## EXCERTO DO DOCUMENTO
"[...] o inóspito, árido e descurado processo encontra-se estreitamente relacionado com as correntes espirituais dos povos e [...] as suas diversas concretizações devem ser incluídas entre os mais importantes testemunhos da cultura" (F. Klein (1902))



28/06/2022

Jurisprudência 2021 (228)


Matéria de facto;
"juízos conclusivos"; matéria de direito

1. O sumário de RL 2/12/2021 (96185/19.6YIPRT.L1-2) é o seguinte:

I - Um facto ou uma alegação de facto não poderá deixar de ser uma realidade objetiva passível de ser apreendida por um qualquer meio de prova, distinguindo-se das questões jurídicas, cuja resposta é dada por via da interpretação e aplicação das regras de direito aos factos considerados como provados.II - Assim, discutindo-se nos autos se a Autora tem direito a exigir da Ré o valor peticionado relativo às prestações mensais do contrato de prestação de serviços celebrado entre as partes por falta de denúncia válida do mesmo, não se pode responder a tal questão na decisão da matéria de facto, fazendo aí constar que os meses de junho a setembro de 2019 foram “corretamente faturados” e que as faturas originadas pela prestação de serviços respeitantes a tais meses, cujo “total em dívida é de 20.284 €”, se encontram por liquidar.

III - Sendo a revogação unilateral do contrato de prestação de serviço consentida pela lei, face ao preceituado no art. 1170.º do CC, aplicável por via do disposto no art. 1156.º do CC, impõe-se concluir que, no seguimento da receção pela Autora (cf. art. 224.º do CC) da declaração pela qual a Ré revogou unilateralmente o contrato, este veio a cessar a sua vigência no dia 1 de junho de 2019, não mais estando as partes obrigadas ao seu cumprimento.

IV - Tendo o contrato findado, procede a exceção perentória deduzida pela Ré e improcede necessariamente a pretensão da Autora, assente num pressuposto fáctico que não se verifica, o de que o contrato de prestação de serviços continuava em vigor e, por isso, a Ré estaria obrigada a cumpri-lo, realizando a prestação pecuniária contratualmente estipulada (cf. art. 762.º do CC).

## CONJUNTO DE TAREFAS
**1.** Indique se cada uma das afirmações seguintes está de acordo com o excerto sobre matéria de facto e matéria de direito, respondendo "sim" ou "não" e citando as palavras decisivas do excerto: (a) o contrato cessou a sua vigência no dia 1 de junho de 2019; (b) a exceção perentória deduzida pela Ré foi julgada improcedente; (c) a revogação unilateral do contrato de prestação de serviço é consentida pela lei, face ao art. 1170.º do CC.
**2.** Redija a continuação do excerto sobre matéria de facto e matéria de direito, começando logo após a última frase apresentada.
A listagem não é necessária para resolver qualquer das tarefas.

## MATERIAL DE BASE
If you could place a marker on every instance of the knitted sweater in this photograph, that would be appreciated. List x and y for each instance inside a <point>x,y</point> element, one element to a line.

## RESPOSTAS DO EXERCÍCIO
**1.**
(a) Sim: "este veio a cessar a sua vigência no dia 1 de junho de 2019".
(b) Não: "procede a exceção perentória deduzida pela Ré".
(c) Sim: "Sendo a revogação unilateral do contrato de prestação de serviço consentida pela lei, face ao preceituado no art. 1170.º do CC".

**2.**
V - Questão diferente, mas que não cabe aqui apreciar (sendo mesmo questão nova), é a de saber se dada a forma como a Ré veio fazer cessar o contrato, com a sua revogação unilateral, ainda que lícita, incorreu na obrigação de indemnizar a Autora. Com efeito, não constitui o objeto do litígio, conformado pelo pedido formulado e respetiva causa de pedir indicados no requerimento de injunção, saber se a Autora tem direito a uma indemnização (pretensão que, aliás, não podia fazer através de procedimento de injunção), pelo que constituiria uma violação dos princípios do contraditório, do dispositivo e da estabilidade da instância apreciar se a Ré devia ser condenada no pagamento das quantias peticionadas, mas agora a título de indemnização de (supostos) danos pela revogação unilateral/resolução do contrato.

2. Na fundamentação do acórdão afirma-se o seguinte:

"Em primeiro lugar, importa que nos detenhamos nas alíneas e), f) e g) da decisão da matéria de facto, apreciando se, como defende a Ré, devem ser eliminadas/alterada(s).

A resposta deve ser afirmativa, já que o seu conteúdo não corresponde, verdadeiramente, a nenhum facto substantivamente relevante, mas antes a conclusões jurídicas que só em sede de fundamentação de direito poderão ser retiradas dos factos provados.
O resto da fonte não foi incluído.